*Page extract*:
※ ※ ※

Mitsuho Iizuka wrote:

> It seems they are equivalent according to the welknown mathematics
> formula ?
> 
>     !(A U B) = (!A && !B).

Predicate calculus (first-order logic), with the "for all" and "there 
exist" constructs, is a better model than just propositional calculus. 
There can, in a packet, be *more than one instance* of a field.

"{field} {op} {value}" means

        there exists an instance of the field {field} whose value "v" is such 
that v {op} {value}

so "tcp.port != 1035" means

        there exists an instance of "tcp.port" whose value is not equal to 1035.

Thus, "tcp.port != 1035 && tcp.port != 1036" means

        (there exists an instance of "tcp.port" whose value is not equal to 
1035) and (there exists an instance of "tcp.port" whose value is not 
equal to 1036)

with *NO* guarantee that the two instances of "tcp.port" are the same.

!(tcp.port == 1035 || tcp.port == 1036)" means

        it is not true that (there exists an instance of "tcp.port" whose value 
is equal to 1035 or there exists an instance of "tcp.port" whose value 
is equal to 1036)

The law you cite means that's equivalent to

        (it is not true that there exists an instance of "tcp.port" whose value 
is equal to 1035) and (it is not true that there exists an instance of 
"tcp.port" whose value is equal to 1036)

which is equivalent to

        (for all instances of "tcp.port", the value is not equal to 1035) and 
(for all instances of "tcp.port", the value is not equal to 1036)

※ ※ ※

*Dataset content*:

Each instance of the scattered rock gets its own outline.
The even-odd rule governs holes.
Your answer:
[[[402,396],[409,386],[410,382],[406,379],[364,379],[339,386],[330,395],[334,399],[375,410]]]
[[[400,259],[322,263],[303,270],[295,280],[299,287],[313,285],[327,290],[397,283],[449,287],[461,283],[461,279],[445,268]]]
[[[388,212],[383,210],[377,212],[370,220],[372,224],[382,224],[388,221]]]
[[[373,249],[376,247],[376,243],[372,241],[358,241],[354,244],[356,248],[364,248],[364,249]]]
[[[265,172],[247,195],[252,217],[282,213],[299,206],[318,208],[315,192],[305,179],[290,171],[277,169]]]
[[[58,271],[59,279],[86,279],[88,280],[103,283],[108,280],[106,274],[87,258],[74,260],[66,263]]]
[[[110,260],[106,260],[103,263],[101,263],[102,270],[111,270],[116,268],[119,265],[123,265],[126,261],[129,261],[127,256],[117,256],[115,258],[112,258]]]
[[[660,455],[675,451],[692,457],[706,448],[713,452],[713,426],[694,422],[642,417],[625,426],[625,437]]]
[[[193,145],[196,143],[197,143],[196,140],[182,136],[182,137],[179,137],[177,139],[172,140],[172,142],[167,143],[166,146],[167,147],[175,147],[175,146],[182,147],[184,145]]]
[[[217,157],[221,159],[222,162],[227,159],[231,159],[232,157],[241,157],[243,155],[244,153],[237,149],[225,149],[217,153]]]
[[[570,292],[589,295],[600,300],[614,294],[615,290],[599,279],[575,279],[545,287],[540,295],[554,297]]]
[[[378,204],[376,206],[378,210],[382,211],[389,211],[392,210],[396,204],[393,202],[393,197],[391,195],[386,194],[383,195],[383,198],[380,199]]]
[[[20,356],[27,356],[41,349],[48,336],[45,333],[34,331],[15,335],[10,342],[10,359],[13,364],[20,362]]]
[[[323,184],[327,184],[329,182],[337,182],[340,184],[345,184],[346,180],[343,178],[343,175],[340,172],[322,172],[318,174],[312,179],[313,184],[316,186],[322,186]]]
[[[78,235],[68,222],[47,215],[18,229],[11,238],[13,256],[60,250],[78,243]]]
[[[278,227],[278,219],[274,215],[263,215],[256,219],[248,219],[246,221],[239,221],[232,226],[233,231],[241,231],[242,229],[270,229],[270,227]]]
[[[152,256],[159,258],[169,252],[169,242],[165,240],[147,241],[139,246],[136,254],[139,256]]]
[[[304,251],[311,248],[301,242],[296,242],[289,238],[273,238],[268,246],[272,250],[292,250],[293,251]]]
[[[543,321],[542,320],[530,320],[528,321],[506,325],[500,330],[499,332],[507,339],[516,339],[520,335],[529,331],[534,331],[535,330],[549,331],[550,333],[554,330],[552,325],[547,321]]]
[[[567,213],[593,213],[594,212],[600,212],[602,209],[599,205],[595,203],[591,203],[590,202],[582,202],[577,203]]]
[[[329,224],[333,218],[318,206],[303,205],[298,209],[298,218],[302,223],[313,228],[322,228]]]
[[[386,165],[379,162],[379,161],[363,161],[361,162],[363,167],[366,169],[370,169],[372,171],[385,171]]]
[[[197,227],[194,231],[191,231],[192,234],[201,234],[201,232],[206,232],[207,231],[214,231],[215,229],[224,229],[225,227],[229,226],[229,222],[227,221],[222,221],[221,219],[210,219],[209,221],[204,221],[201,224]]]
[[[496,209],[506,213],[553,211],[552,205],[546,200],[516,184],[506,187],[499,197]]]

※ ※ ※

*What you should do*:
According to the reply about filter logic, what is a better model than propositional calculus alone?

*Complete output*:
Predicate calculus (first-order logic), with the "for all" and "there exist" constructs.